◆ PASSAGE SHOWN:

Get an A on with VMware Avi / NSX ALB (and keep it that way with SemVer!)

Cryptographic security is an important aspect of hosting any business-critical service.

When hosting a public service secured by TLS, it is important to strike a balance between compatibility (The Availability aspect of CIA), and strong cryptography (the Integrity or Authentication and Confidentiality aspects of CIA). To illustrate, let's look at the CIA model:

In this case, we need to balance backward compatibility with using good quality cryptography -  here's a brief and probably soon-to-be-dated overview of what we ought to use and why.


This block is fairly easy, as older protocols are worse, right? 

TLS 1.3

As a protocol, TLS 1.3 has quite a few great improvements and is fundamentally simpler to manage with fewer knobs and dials. There is a major concern with TLS 1.3 currently - security tooling in the large enterprise hasn't caught up with this protocol yet as new ciphers like ChaCha20 don't have hardware-assisted lanes for decryption. Here are some of the new capabilities you'll like::
  • Simplified Crypto sets: TLS 1.3 deprecates a ton of less-than-secure crypto - TLS 1.2 supports up to 356 cipher suites, 37 of which are new with TLS 1.2. This is a mess - TLS 1.3 supports five.
    • Note: The designers for TLS 1.3 achieved this by removing forward secrecy methods from the cipher suite, and they must be separately selected.
  • Simplified handshake: TLS 1.3 connections require fewer round-trips, and session resumption features allow a 0-RTT handshake.
  • AEAD Support: AEAD ciphers both support integrity and confidentiality. AES Galois Counter Mode (GCM) and Google's ChaCha20 serve this purpose.
  • Forward Secrecy: If a cipher suite doesn't have PFS (I disagree with perfect) support, it means that a user can capture your network traffic and replay it to decrypt if the private keys are acquired. PFS support is mandatory in TLS 1.2

Here are some of the things you can do to mitigate the risk if you're in a large enterprise that performs decryption:
  • Use a load balancer - since this is about a load balancer, you can protect your customer's traffic in transit by performing SSL/TLS bridging. Set the LB-to-Server (serverssl) profile to a high-efficiency cipher suite (TLS 1.2 + AES-CBC) to maintain confidentiality while still protecting privacy.

TLS 1.2

TLS 1.2 is like the Toyota Corolla of TLS, it's run for forever and not everyone maintains it properly.

It can still perform well if properly configured and maintained - we'll go into more detail on how in the next section. The practices outlined here are good for all editions of TLS.

Generally, TLS 1.0 and 1.1 should not be used. Two OS providers (Windows XP, Android 4, and below) were disturbingly slow to adopt TLS 1.2, so if this is part of your customer base, beware.


This information is much more likely to be dated. I'll try to keep this short:


  • (AEAD) AES-GCM: This is usually my all-around cipher. It's decently fast and supports partial acceleration with hardware ADCs / CPUs. AES is generally pretty fast, so it's a good balance of performance and confidentiality. I don't personally think it's worth running anything but 256-bit on modern hardware.
  • (AEAD) ChaCha20: This was developed by Google, and is still "being proven". Generally trusted by the public, this novel cipher suite is fast despite a lack of hardware acceleration.

◆ GIVEN TASK A: Locate every line in the listing that contains the word "Mark" and copy each of those lines.

◆ GIVEN DATA:

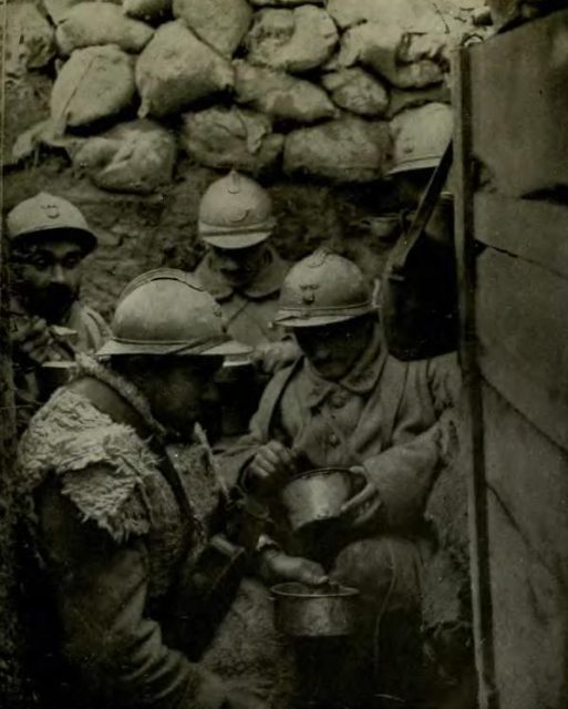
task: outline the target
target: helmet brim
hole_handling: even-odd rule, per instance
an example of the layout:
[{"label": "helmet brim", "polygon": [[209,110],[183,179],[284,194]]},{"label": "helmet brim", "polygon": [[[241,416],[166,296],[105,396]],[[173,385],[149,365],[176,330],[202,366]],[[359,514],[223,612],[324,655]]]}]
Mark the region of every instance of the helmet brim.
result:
* * *
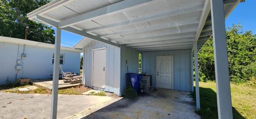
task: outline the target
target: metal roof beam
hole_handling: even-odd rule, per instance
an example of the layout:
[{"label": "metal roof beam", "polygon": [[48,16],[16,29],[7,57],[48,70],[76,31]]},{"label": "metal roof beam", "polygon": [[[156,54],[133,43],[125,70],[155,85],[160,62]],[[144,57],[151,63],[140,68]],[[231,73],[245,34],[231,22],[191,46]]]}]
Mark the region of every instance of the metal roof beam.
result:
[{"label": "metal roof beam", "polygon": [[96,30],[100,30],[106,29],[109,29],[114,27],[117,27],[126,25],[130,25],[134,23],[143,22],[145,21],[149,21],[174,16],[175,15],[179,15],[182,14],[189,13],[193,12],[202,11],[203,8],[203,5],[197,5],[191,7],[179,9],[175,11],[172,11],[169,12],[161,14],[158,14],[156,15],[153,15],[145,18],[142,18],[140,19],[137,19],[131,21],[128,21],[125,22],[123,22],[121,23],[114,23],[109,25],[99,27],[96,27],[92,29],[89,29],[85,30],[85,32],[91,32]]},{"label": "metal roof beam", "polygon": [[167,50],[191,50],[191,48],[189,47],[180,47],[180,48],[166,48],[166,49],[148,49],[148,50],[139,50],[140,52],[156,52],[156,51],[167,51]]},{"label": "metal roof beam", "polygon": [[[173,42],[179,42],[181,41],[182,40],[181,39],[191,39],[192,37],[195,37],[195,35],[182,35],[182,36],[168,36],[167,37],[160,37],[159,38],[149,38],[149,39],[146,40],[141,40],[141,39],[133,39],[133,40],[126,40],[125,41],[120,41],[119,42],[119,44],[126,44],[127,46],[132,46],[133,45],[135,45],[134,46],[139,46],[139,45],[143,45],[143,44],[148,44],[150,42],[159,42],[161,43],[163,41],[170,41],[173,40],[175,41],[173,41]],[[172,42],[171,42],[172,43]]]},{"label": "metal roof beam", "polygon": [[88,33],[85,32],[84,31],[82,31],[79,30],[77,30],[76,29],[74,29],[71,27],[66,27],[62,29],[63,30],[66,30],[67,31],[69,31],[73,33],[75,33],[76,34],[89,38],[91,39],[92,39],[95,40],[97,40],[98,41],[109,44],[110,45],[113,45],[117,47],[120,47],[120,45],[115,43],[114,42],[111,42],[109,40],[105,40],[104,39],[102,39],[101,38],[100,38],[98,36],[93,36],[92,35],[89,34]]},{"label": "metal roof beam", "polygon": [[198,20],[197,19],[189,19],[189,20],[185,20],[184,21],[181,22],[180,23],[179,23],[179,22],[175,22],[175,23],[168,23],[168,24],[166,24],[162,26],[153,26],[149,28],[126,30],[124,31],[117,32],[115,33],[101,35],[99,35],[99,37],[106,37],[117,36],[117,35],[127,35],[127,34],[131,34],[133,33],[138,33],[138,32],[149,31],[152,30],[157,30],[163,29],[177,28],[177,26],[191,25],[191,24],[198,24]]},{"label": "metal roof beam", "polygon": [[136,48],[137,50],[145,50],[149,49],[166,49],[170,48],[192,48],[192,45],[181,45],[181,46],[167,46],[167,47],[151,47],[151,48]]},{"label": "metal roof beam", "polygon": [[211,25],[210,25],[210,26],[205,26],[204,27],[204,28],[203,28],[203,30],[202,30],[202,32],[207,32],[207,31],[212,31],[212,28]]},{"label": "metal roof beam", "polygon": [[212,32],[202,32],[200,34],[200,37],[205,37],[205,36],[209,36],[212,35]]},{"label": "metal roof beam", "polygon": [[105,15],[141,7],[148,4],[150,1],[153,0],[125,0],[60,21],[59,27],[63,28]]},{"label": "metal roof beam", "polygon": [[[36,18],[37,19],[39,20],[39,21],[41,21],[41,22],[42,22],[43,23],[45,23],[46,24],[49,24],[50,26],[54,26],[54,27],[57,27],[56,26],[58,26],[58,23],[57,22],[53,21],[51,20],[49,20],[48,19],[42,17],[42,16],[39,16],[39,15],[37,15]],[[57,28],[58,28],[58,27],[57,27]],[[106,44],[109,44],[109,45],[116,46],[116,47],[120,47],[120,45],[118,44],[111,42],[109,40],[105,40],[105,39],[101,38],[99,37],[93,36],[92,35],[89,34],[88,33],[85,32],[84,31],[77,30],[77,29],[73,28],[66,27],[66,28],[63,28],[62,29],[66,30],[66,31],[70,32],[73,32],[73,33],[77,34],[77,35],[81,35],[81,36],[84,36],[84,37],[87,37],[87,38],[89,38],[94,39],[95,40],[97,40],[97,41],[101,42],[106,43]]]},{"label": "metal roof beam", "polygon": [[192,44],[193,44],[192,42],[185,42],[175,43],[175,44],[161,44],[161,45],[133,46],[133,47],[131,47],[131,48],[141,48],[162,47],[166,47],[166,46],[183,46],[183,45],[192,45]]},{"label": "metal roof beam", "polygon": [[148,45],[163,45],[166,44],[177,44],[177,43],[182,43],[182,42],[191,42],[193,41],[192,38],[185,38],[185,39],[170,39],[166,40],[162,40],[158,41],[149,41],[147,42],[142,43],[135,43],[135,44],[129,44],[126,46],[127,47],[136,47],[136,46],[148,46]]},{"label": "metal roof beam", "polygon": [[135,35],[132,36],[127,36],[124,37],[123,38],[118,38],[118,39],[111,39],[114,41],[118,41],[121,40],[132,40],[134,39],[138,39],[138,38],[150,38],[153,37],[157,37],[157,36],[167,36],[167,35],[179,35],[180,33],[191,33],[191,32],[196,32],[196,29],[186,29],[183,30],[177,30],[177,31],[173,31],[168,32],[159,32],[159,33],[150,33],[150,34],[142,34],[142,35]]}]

◆ GIVEN TASK B:
Answer these questions about the TLS passage:
(i) How many cipher suites does TLS 1.3 support?
(ii) Which car is TLS 1.2 compared to?
(iii) Who developed ChaCha20?

◆ FINAL RESULT A:
Mark the region of every instance of the helmet brim.
Mark the region of every instance of the metal roof beam.

◆ FINAL RESULT B:
(i) Five.
(ii) The Toyota Corolla.
(iii) Google.